## What the task asks
Please copy the entries from the start up to and including the line with "[(64, 87), (79, 78), (44, 81), (53, 84)]", swapping "one dot per instance" for "a single dot for each instance" and leaving everything else unchanged. Leave the pictures out of your answer.

===== Extracted data =====

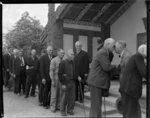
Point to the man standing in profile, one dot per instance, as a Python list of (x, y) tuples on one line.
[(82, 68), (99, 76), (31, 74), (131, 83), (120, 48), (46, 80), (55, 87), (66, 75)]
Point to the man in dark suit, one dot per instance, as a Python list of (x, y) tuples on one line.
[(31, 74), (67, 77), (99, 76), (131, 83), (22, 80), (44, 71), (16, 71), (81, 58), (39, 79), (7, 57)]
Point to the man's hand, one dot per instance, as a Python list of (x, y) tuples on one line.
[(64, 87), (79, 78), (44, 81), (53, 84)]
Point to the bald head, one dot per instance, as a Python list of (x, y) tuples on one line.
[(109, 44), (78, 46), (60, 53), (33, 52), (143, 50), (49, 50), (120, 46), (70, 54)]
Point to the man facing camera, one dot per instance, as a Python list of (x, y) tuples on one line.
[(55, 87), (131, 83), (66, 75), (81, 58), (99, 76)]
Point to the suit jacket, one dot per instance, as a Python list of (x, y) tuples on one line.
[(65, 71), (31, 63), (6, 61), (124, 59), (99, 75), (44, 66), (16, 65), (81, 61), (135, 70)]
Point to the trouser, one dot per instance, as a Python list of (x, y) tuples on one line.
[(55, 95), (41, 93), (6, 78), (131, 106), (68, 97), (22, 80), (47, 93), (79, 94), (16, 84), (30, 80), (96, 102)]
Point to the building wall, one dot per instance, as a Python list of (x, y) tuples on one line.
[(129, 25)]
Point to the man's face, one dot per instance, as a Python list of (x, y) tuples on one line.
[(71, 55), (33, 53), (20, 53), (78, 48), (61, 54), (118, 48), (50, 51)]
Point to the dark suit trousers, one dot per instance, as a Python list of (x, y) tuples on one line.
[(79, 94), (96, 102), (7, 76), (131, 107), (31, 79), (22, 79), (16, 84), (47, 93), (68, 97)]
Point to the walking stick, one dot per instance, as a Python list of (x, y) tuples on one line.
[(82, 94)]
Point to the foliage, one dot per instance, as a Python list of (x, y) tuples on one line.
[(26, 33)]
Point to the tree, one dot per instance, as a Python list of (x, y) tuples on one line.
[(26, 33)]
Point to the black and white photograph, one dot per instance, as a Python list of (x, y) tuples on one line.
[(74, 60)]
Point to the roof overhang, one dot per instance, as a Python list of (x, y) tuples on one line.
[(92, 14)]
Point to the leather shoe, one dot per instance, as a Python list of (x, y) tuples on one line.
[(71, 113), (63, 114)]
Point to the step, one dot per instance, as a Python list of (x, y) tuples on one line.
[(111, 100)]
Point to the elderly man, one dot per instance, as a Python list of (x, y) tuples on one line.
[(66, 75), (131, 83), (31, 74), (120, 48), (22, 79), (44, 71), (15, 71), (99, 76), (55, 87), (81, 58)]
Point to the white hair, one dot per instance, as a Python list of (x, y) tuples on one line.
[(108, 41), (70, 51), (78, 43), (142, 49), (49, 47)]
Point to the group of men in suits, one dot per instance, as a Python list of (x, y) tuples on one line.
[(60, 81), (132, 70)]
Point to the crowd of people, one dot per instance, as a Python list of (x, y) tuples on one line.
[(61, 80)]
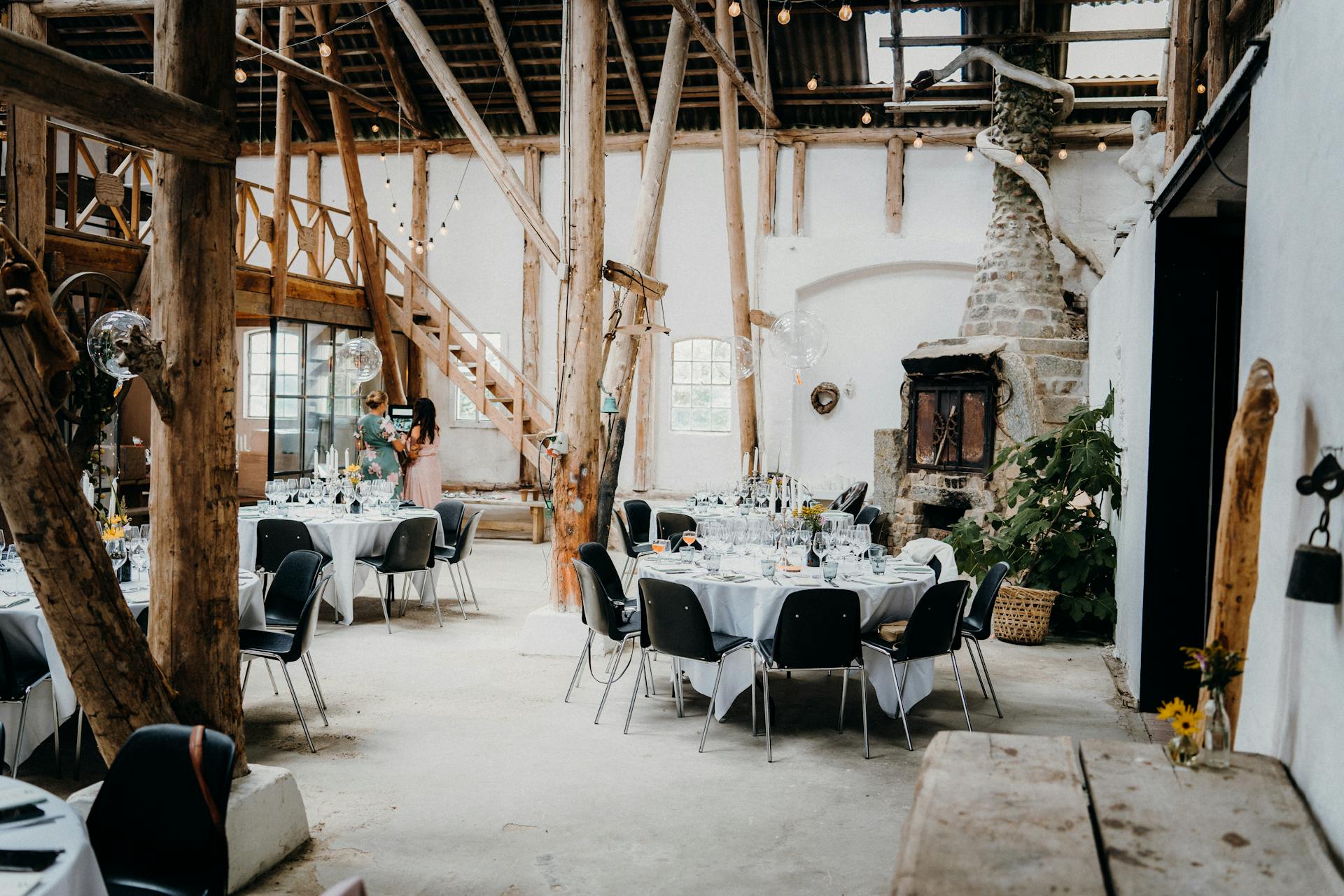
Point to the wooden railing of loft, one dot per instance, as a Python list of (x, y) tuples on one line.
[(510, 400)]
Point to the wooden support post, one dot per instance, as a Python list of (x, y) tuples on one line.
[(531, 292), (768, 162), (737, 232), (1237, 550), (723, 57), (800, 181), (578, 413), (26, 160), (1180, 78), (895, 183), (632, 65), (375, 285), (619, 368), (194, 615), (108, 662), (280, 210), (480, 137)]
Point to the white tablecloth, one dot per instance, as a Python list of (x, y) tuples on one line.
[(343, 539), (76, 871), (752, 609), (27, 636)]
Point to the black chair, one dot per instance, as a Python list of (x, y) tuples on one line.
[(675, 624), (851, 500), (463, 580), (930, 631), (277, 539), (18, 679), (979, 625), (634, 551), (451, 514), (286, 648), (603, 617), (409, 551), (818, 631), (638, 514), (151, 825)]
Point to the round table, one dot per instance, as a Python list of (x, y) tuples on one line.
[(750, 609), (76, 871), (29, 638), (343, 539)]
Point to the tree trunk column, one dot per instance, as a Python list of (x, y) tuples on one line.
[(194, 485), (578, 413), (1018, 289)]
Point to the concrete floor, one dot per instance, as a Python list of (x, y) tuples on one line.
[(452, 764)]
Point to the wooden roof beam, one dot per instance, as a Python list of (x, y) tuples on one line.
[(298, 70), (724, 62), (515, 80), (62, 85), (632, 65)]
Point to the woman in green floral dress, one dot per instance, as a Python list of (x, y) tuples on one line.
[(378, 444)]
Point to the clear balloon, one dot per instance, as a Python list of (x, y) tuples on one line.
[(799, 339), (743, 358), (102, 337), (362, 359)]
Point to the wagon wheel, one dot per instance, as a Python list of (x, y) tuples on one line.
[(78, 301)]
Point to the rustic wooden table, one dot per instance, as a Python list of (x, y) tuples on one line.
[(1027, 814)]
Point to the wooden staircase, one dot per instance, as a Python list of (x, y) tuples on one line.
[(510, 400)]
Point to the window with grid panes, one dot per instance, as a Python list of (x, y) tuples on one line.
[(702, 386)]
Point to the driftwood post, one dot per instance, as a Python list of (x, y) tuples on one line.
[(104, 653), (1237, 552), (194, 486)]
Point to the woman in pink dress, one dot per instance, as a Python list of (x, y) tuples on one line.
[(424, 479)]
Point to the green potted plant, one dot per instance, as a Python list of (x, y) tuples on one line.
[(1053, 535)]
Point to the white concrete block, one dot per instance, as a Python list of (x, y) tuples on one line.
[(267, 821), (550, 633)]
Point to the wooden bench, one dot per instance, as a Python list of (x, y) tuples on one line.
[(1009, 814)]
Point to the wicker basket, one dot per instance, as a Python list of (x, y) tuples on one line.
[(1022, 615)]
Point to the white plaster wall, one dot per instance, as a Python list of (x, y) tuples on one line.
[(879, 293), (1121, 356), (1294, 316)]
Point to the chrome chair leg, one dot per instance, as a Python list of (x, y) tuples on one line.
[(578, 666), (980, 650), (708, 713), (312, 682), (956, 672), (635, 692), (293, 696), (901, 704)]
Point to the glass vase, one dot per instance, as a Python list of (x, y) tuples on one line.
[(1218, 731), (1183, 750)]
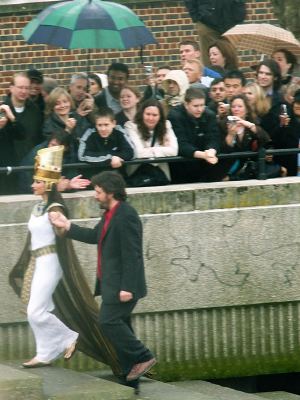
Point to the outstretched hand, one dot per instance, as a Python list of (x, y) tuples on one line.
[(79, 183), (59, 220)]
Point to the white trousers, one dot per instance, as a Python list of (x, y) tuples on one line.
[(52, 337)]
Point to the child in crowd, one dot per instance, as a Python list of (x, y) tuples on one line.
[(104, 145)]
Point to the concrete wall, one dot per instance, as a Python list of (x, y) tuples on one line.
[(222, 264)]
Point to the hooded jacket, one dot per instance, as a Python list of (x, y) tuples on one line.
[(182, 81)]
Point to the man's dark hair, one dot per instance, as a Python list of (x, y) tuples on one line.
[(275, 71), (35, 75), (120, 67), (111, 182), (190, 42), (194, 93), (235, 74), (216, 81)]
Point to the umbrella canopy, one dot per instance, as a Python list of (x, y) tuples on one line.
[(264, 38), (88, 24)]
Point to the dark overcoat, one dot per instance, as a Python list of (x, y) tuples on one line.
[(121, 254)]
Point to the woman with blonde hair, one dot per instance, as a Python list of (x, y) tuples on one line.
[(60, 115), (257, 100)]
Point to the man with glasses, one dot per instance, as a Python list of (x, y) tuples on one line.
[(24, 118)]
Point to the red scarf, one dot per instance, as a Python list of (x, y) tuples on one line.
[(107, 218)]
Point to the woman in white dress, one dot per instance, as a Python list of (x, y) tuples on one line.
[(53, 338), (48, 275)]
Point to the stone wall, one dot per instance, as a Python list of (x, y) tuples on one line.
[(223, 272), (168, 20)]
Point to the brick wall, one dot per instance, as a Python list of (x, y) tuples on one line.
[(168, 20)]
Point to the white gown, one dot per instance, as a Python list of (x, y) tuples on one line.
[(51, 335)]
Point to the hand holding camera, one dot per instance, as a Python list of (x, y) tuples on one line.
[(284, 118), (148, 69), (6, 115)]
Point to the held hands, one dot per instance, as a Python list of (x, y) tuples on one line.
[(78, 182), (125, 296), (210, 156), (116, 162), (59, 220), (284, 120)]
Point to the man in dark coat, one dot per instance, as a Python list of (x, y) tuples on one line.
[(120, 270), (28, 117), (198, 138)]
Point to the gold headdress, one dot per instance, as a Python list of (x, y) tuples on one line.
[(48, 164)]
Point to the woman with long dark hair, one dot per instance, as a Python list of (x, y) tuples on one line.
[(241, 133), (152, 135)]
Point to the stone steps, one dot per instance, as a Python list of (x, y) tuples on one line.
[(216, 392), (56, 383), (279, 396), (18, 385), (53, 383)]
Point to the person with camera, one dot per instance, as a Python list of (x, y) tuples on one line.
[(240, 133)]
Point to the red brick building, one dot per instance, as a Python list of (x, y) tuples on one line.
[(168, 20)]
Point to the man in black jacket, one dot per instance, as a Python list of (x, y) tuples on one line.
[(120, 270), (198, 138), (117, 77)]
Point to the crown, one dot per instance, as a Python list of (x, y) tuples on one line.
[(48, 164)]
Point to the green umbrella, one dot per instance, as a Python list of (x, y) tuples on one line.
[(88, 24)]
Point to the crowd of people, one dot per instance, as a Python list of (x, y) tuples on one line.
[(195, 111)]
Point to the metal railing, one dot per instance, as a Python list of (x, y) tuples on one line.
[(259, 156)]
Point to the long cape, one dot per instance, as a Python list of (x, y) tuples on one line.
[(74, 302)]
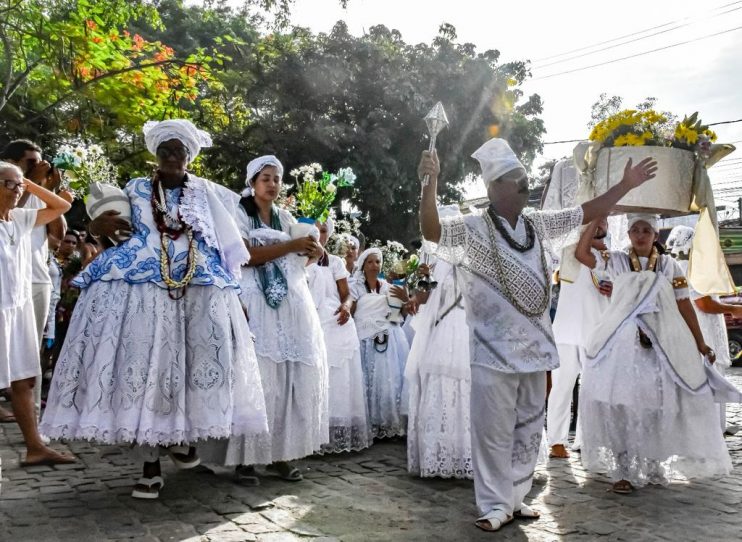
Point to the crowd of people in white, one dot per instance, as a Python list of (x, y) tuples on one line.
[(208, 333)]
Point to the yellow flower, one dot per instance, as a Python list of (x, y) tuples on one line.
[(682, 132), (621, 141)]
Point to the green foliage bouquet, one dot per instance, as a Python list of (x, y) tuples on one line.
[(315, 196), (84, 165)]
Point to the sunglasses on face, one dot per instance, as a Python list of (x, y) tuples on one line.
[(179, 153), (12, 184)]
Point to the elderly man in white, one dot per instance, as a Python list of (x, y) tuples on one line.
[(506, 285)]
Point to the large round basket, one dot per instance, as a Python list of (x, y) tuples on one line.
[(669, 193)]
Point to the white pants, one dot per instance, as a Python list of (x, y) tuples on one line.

=====

## Result below
Point to the man standing in profile, a single dot for each instance, as a Python list of (x, y) tuples on one line.
[(82, 68), (99, 76), (31, 74), (131, 83), (120, 48), (46, 80), (55, 87), (66, 75)]
Point to the man in dark suit, a single dot for each instance, as a Python list of (x, y) tuples on one line.
[(31, 74), (67, 77), (99, 76), (131, 83), (22, 80), (44, 71), (16, 71), (81, 58), (39, 79), (7, 57)]
Point to the man's hand, a single dot for each instance, as a Python list of (x, y) tuples on one line.
[(64, 87), (79, 78), (44, 81), (53, 84)]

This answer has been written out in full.